• _Recorded information_
####

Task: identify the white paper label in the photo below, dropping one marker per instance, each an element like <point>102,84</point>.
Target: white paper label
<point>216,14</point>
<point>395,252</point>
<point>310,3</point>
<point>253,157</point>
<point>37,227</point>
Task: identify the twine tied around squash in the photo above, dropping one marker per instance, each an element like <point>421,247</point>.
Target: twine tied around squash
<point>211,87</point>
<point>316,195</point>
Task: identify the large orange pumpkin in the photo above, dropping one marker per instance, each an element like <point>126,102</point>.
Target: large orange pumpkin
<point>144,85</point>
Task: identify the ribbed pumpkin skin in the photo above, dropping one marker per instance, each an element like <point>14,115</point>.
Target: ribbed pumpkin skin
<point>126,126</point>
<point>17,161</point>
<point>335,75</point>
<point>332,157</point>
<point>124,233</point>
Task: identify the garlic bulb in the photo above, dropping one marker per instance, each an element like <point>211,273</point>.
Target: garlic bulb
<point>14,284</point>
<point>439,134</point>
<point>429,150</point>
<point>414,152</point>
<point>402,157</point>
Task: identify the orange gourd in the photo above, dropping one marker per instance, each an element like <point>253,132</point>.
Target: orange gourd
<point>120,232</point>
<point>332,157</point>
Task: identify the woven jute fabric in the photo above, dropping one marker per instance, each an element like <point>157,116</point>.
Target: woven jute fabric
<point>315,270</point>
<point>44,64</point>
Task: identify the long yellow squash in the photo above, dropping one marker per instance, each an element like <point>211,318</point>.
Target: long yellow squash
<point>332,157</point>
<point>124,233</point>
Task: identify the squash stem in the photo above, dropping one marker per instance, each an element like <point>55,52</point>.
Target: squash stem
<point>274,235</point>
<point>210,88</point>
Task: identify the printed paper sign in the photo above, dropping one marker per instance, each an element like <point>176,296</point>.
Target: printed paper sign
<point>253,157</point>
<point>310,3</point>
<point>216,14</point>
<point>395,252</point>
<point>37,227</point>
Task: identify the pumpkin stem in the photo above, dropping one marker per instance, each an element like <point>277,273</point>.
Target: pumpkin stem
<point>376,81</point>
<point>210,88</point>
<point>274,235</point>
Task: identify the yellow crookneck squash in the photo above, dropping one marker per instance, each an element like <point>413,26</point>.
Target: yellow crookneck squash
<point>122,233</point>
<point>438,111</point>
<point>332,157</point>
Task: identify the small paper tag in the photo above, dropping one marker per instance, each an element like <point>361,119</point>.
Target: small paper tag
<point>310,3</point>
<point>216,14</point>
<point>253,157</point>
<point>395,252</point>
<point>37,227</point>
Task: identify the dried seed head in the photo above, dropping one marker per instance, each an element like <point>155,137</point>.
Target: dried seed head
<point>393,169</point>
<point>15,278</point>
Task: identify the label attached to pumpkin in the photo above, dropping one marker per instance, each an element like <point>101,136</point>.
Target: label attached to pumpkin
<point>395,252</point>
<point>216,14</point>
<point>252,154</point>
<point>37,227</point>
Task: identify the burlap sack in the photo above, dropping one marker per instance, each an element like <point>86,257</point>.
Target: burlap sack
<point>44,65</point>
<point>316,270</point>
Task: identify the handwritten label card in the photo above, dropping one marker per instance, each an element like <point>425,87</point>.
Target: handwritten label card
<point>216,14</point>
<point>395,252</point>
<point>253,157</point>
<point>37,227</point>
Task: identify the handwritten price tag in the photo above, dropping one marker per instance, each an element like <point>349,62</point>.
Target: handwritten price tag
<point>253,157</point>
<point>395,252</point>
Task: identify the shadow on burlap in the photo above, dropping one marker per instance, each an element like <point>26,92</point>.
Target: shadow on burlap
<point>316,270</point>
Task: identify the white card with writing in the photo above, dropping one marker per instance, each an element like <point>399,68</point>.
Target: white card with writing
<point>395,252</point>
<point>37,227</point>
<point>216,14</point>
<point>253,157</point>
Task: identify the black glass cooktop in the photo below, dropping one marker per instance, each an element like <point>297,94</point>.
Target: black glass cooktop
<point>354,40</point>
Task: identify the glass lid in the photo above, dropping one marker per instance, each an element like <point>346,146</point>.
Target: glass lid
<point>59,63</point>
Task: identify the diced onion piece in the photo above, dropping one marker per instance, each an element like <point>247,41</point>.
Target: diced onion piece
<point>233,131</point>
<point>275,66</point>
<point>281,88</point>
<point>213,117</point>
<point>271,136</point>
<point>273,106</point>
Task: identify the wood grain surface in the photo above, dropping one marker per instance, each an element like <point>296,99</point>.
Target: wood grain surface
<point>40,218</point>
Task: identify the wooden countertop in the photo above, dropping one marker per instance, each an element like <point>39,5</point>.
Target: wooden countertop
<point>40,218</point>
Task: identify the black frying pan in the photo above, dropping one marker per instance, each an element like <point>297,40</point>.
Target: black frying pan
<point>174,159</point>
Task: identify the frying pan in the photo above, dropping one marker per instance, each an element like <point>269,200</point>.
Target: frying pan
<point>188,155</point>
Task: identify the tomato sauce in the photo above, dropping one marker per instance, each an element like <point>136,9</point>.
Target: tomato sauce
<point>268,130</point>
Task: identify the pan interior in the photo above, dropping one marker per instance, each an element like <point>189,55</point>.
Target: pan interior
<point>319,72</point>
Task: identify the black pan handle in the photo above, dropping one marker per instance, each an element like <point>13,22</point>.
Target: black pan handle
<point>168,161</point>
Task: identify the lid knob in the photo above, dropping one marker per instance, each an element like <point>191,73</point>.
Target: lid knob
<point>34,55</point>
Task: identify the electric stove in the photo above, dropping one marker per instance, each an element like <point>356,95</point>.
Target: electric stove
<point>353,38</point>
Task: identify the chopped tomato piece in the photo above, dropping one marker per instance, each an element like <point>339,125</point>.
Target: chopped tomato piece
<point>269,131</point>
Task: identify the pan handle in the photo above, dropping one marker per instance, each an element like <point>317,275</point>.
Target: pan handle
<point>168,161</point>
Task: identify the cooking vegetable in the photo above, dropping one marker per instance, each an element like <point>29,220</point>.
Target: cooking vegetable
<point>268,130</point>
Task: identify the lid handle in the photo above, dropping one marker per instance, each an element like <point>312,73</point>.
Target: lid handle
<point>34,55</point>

####

• _Exercise aim_
Render every line of the entries above as a JSON array of strings, with one string per line and blank lines omitted.

• _Finished task_
[
  "Task: identify the white paper label in the photo below, dropping one marker per instance, each an element like <point>102,84</point>.",
  "Target: white paper label",
  "<point>216,14</point>",
  "<point>395,252</point>",
  "<point>310,3</point>",
  "<point>253,157</point>",
  "<point>37,227</point>",
  "Task: identify the twine tied around squash in the photo above, dropping one marker per instance, each an element like <point>421,247</point>.",
  "Target: twine tied around squash",
  "<point>211,87</point>",
  "<point>316,195</point>",
  "Task: identify the large orange pumpkin in the photo above, dropping one marker per instance, each an element like <point>126,102</point>.",
  "Target: large orange pumpkin",
  "<point>144,85</point>",
  "Task: identify the ribbed pumpkin skin in the photo above, dropping one marker per instance, each an element like <point>14,115</point>.",
  "Target: ribbed pumpkin skin",
  "<point>126,126</point>",
  "<point>17,161</point>",
  "<point>335,75</point>",
  "<point>332,157</point>",
  "<point>124,233</point>",
  "Task: identify the garlic bulb in the photo above, dropping one marker per instance, each an element like <point>211,273</point>.",
  "Target: garlic bulb",
  "<point>14,284</point>",
  "<point>439,134</point>",
  "<point>429,150</point>",
  "<point>414,152</point>",
  "<point>402,157</point>",
  "Task: identify the orange gourd in the photo above, dropping one marker per instance, each an element like <point>253,132</point>.",
  "Target: orange gourd",
  "<point>120,232</point>",
  "<point>332,157</point>",
  "Task: identify the woven jute fabric in the photo above, dropping one marker per instance, each an element like <point>157,116</point>.",
  "Target: woven jute fabric",
  "<point>315,270</point>",
  "<point>44,64</point>",
  "Task: identify the long yellow squash in the photo above, dropping one marker per instance, each an element like <point>211,318</point>.",
  "Target: long yellow squash",
  "<point>332,157</point>",
  "<point>124,233</point>",
  "Task: identify the squash stem in the photo above, dropping one marker per instance, each an element like <point>55,52</point>.",
  "Target: squash stem",
  "<point>274,235</point>",
  "<point>210,88</point>",
  "Task: identify the printed paper sign in the photo above, dropping one marker per instance, each an element like <point>176,296</point>.",
  "Target: printed paper sign",
  "<point>253,157</point>",
  "<point>310,3</point>",
  "<point>216,14</point>",
  "<point>395,252</point>",
  "<point>37,227</point>",
  "Task: identify the pumpkin stem in the photo above, dropping one marker per instance, each an element like <point>277,273</point>.",
  "Target: pumpkin stem",
  "<point>376,81</point>",
  "<point>210,88</point>",
  "<point>274,235</point>",
  "Task: identify the yellow crookneck squash in the photo above, dropping one marker per instance, each an element like <point>413,26</point>.",
  "Target: yellow crookneck squash",
  "<point>122,233</point>",
  "<point>438,111</point>",
  "<point>332,157</point>",
  "Task: identify the small paper tag in the photo above, dropping one marker per instance, each an element like <point>361,119</point>.",
  "Target: small paper tag",
  "<point>310,3</point>",
  "<point>216,14</point>",
  "<point>253,157</point>",
  "<point>395,252</point>",
  "<point>37,227</point>",
  "Task: identify the dried seed head in the photo above, dropping one marker per instance, each an element like <point>155,137</point>.",
  "Target: dried seed head",
  "<point>393,169</point>",
  "<point>15,278</point>",
  "Task: identify the label attached to pumpkin in the photo above, dropping one marker per instance, each an element like <point>101,136</point>.",
  "Target: label attached to pumpkin",
  "<point>395,252</point>",
  "<point>216,14</point>",
  "<point>252,154</point>",
  "<point>37,227</point>",
  "Task: identify the burlap sack in the photo above, dropping one marker per instance, each an element like <point>86,257</point>.",
  "Target: burlap sack",
  "<point>44,65</point>",
  "<point>316,270</point>",
  "Task: identify the handwritten label card in the photo above, dropping one marker per instance, each an element like <point>425,87</point>.",
  "Target: handwritten label card",
  "<point>216,14</point>",
  "<point>395,252</point>",
  "<point>253,157</point>",
  "<point>37,227</point>",
  "Task: identify the handwritten price tag in the photo above, dropping one marker per instance, each an element like <point>349,62</point>.",
  "Target: handwritten price tag",
  "<point>253,157</point>",
  "<point>395,252</point>",
  "Task: identify the shadow on burlap in the photo above, dropping one marker per instance, each an element like <point>26,92</point>.",
  "Target: shadow on burlap",
  "<point>316,270</point>",
  "Task: identify the white card with writing in the photo above, dropping one marker per instance, each an element like <point>399,68</point>.",
  "Target: white card with writing",
  "<point>395,252</point>",
  "<point>37,227</point>",
  "<point>216,14</point>",
  "<point>253,157</point>",
  "Task: identify the black glass cooktop in the photo below, dropping one marker per instance, each an element like <point>297,94</point>.",
  "Target: black glass cooktop",
  "<point>354,40</point>",
  "Task: identify the glass lid in the photo above, dropping one marker per instance, each an element like <point>346,146</point>.",
  "Target: glass lid",
  "<point>59,63</point>",
  "Task: identify the diced onion piece in the photo above, dropping one marker per instance, each an element like <point>247,41</point>.",
  "Target: diced onion piece",
  "<point>233,131</point>",
  "<point>275,66</point>",
  "<point>281,88</point>",
  "<point>213,117</point>",
  "<point>271,136</point>",
  "<point>273,106</point>",
  "Task: identify the wood grain surface in the photo above, dropping one marker per instance, each an element like <point>296,99</point>.",
  "Target: wood grain surface",
  "<point>40,218</point>",
  "Task: identify the wooden countertop in the photo above, dropping one marker per instance, each an element like <point>39,5</point>.",
  "Target: wooden countertop",
  "<point>40,218</point>",
  "Task: identify the black frying pan in the photo above, dropping one marker per instance, each an element like <point>297,40</point>.",
  "Target: black frying pan",
  "<point>174,159</point>",
  "Task: identify the frying pan in the photo above, dropping one marker per instance, each an element like <point>269,200</point>.",
  "Target: frying pan",
  "<point>188,155</point>",
  "Task: identify the tomato sauce in the photo above, dropping one marker per instance, each an element like <point>136,9</point>.",
  "Target: tomato sauce",
  "<point>268,130</point>",
  "Task: identify the pan interior in the photo above, dropping one marker per instance, each an element like <point>189,55</point>.",
  "Target: pan interior",
  "<point>319,72</point>",
  "Task: identify the black pan handle in the photo above, dropping one marker per instance, each an element like <point>13,22</point>.",
  "Target: black pan handle",
  "<point>168,161</point>",
  "Task: identify the lid knob in the photo above, dropping one marker per instance, each an element like <point>191,73</point>.",
  "Target: lid knob",
  "<point>34,55</point>",
  "Task: identify the electric stove in the photo above, dropping one marker per instance, each an element like <point>356,95</point>.",
  "Target: electric stove",
  "<point>353,38</point>",
  "Task: identify the chopped tomato piece in the photo above, dropping one marker per instance, each an element like <point>339,125</point>.",
  "Target: chopped tomato piece",
  "<point>269,131</point>",
  "Task: identify the pan handle in the photo above, dropping one marker per instance, each an element like <point>317,275</point>.",
  "Target: pan handle",
  "<point>168,161</point>",
  "Task: identify the cooking vegetable in the photo above, dropping one marker per instance, each an element like <point>29,220</point>.",
  "Target: cooking vegetable",
  "<point>268,130</point>",
  "Task: identify the lid handle in the photo above, dropping one marker per instance, each an element like <point>312,73</point>.",
  "Target: lid handle",
  "<point>34,55</point>"
]